[Pointing dataset excerpts]
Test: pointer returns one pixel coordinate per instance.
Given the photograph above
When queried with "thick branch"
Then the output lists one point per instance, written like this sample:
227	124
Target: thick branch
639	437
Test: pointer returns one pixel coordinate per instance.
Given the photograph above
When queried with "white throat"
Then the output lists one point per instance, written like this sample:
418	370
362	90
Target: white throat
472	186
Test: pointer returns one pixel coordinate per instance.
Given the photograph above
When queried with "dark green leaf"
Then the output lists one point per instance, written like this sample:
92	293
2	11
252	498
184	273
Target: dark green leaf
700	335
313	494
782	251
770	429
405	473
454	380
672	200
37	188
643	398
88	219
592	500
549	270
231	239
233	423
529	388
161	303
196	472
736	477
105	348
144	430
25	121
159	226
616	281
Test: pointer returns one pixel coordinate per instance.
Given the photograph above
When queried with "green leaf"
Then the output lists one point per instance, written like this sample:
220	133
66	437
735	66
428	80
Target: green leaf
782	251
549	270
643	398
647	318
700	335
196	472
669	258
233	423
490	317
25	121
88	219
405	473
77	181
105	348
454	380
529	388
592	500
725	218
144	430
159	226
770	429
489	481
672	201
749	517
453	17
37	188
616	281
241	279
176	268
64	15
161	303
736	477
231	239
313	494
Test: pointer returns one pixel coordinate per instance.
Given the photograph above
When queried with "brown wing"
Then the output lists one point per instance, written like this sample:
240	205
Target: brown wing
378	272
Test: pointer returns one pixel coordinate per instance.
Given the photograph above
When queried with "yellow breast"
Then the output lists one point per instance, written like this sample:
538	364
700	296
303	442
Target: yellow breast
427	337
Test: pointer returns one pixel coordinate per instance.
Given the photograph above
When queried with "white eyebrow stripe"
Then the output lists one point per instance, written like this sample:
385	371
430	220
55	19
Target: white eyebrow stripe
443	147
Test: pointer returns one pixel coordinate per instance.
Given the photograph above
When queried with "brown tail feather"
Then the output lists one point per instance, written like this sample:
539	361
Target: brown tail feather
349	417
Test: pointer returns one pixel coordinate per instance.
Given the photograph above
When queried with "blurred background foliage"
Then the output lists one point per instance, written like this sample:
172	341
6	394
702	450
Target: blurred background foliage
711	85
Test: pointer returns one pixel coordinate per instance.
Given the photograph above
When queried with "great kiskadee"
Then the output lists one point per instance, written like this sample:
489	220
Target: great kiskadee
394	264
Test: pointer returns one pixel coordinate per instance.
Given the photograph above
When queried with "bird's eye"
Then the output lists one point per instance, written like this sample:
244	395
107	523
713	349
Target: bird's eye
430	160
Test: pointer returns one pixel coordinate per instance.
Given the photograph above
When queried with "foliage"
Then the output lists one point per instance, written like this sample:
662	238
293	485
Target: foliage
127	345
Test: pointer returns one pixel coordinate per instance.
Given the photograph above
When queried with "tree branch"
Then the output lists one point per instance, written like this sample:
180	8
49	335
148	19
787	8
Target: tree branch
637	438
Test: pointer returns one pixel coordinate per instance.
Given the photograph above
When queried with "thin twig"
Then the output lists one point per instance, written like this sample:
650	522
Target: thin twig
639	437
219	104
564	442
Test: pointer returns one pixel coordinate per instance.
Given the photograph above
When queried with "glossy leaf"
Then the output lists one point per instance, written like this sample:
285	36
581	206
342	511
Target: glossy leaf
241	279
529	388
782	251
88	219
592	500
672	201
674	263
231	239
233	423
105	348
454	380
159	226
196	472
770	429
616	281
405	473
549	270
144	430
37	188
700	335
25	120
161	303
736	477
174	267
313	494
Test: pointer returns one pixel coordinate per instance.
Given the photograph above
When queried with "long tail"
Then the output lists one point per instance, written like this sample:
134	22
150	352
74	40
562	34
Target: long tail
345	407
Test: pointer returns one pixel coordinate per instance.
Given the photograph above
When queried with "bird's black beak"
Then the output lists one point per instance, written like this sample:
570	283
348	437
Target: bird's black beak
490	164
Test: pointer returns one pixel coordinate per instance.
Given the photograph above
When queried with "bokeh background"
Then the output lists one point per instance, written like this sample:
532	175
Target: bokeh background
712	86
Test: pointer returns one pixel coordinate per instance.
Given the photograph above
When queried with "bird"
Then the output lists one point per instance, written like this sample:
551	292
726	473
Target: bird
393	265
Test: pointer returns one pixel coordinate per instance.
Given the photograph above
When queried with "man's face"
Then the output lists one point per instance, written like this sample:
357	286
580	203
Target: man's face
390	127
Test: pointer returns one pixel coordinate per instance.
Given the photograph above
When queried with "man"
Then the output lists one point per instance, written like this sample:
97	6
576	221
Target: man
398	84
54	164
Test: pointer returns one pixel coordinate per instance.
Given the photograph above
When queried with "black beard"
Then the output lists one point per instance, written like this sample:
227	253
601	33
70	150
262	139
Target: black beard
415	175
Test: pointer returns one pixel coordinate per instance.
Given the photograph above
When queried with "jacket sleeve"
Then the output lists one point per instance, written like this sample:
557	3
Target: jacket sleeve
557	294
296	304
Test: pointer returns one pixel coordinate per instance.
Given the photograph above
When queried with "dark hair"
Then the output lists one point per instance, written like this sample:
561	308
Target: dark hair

What you need to do »
Would you give the material above again, complete and exact?

Solution for this exercise »
Test: pointer returns one pixel coordinate per instance.
Given the photograph above
When queried with "thick branch"
Then the output lists one point per instance, written like this sample:
227	124
Target: thick branch
639	437
Test: pointer returns one pixel coordinate per instance.
Given the photograph above
When queried with "white throat"
Then the output lists one point per instance, written like this sample:
418	370
362	90
Target: white throat
472	186
Test: pointer returns one pixel coordinate per instance.
Given the photograph above
When queried with "dark green leaf"
Then the output lists one point per instance, written like this sample:
92	293
2	11
252	498
184	273
Target: dark green leaf
700	335
313	494
782	251
770	429
405	473
454	380
672	200
37	188
643	398
88	219
592	500
549	270
231	239
233	423
529	388
161	303
196	472
736	477
105	348
144	430
25	121
159	226
616	281
Test: pointer returns one pixel coordinate per instance.
Given the photograph above
When queried with "green leaf"
Then the output lists one point per instance, written like this sample:
220	133
66	437
735	66
428	80
Target: green leaf
782	251
549	270
643	398
647	318
700	335
196	472
669	258
233	423
490	317
25	121
88	219
405	473
77	181
105	348
454	380
529	388
592	500
725	218
144	430
159	226
770	429
489	481
672	201
749	517
453	17
37	188
616	281
241	279
176	268
64	15
161	303
736	477
231	239
313	494
Test: pointer returns one pixel coordinate per instance.
Given the photograph above
When queried with "brown wing"
Then the output lists one point per instance, written like this sample:
240	205
Target: brown wing
378	272
Test: pointer returns one pixel coordinate per instance.
Given the photograph above
When queried with "yellow breast"
Then the output lists one point per instance, written like this sample:
538	364
700	296
303	442
Target: yellow breast
427	337
Test: pointer returns one pixel coordinate per instance.
Given the photograph above
When queried with "white eyebrow stripe"
Then the output lists one point per instance, written like this sample:
385	371
430	220
55	19
Target: white eyebrow stripe
443	147
Test: pointer returns one pixel coordinate per instance.
Given the photograph above
When queried with "brown tail feather"
Then the output lists one point per instance, written like this sample:
539	361
Target: brown tail feather
349	417
Test: pointer returns one pixel coordinate per instance.
Given the photograph above
When queried with "blurred background foliage"
Then the output lists one point per instance, written like this sample:
172	341
6	394
702	450
Target: blurred background foliage
711	85
Test: pointer returns one pixel coordinate per instance.
Given the photograph above
When queried with "great kiskadee"
Then the output lists one point per instance, written like this sample:
489	220
Target: great kiskadee
394	264
Test: pointer returns one pixel coordinate per instance.
Given the photograph above
When queried with "bird's eye"
Then the output lists one point per instance, written like this sample:
244	395
107	523
713	349
Target: bird's eye
430	160
Test: pointer returns one pixel coordinate per instance.
Given the photograph above
When queried with "foliage"
Then the output lists one point per instance, written like this sample:
662	238
293	485
Target: foliage
127	345
Test: pointer returns one pixel coordinate per instance.
Given the photograph above
When queried with "tree branch"
Then the output lists one point per instance, written like this sample:
180	8
49	335
148	19
787	8
Target: tree branch
637	438
Test: pointer returns one pixel coordinate per instance.
Given the photograph above
When queried with "thin twig"
Then the output lists one point per instance, written like this sample:
650	522
Target: thin twig
639	437
219	104
564	442
Test: pointer returns one pixel coordinate per instance.
Given the photograph above
When queried with "glossy leaf"
Then the output lists one point per instance, written like this sample:
285	36
581	206
342	511
Target: glossy leaf
241	279
529	388
782	251
88	219
592	500
672	201
674	263
231	239
233	423
105	348
454	380
159	226
196	472
770	429
616	281
405	473
549	270
144	430
37	188
700	335
25	120
161	303
736	477
174	267
313	494
Test: pointer returns one pixel coordinate per instance.
Given the photograph above
When queried with "long tail"
Then the output lists one point per instance, written like this sample:
134	22
150	352
74	40
562	34
Target: long tail
345	407
Test: pointer returns one pixel coordinate per instance.
Given the photograph above
When queried with "bird's black beak"
Then the output lists one point per instance, written like this sample:
570	283
348	437
Target: bird's black beak
490	164
Test: pointer returns one pixel coordinate per instance.
Given the photograph above
When queried with "bokeh background"
Then the output lists one point per instance, written like this sample:
532	175
Target: bokeh background
712	86
Test: pointer returns one pixel coordinate per instance.
Given the photograph above
When queried with "bird"
Then the output lists one point per instance, written like this sample:
551	292
726	473
Target: bird
393	265
Test: pointer returns one pixel coordinate per instance.
Given the photograph above
When queried with "man's face"
Then the output lists one point per instance, written like this sample:
357	286
580	203
Target: man's face
390	127
Test: pointer returns one pixel coordinate per instance.
Given the photograph above
When queried with "man"
Then the output lists one point per instance, written like this sample:
97	6
576	221
Target: man
398	84
54	164
Test: pointer returns one pixel coordinate per instance.
Given the photograph above
When queried with "black beard"
Then the output lists one point per instance, written like this sample:
227	253
601	33
70	150
262	139
Target: black beard
415	175
Test: pointer returns one pixel coordinate per instance.
Given the photograph above
When queried with "jacket sleeve"
Then the output lists one point per instance, written like this sample:
557	3
Target: jacket sleeve
557	294
296	304
Test: pointer returns one pixel coordinate per instance.
Given the photograph above
When queried with "dark hair"
Then the output lists one point per instance, written like this sample:
561	308
Target: dark hair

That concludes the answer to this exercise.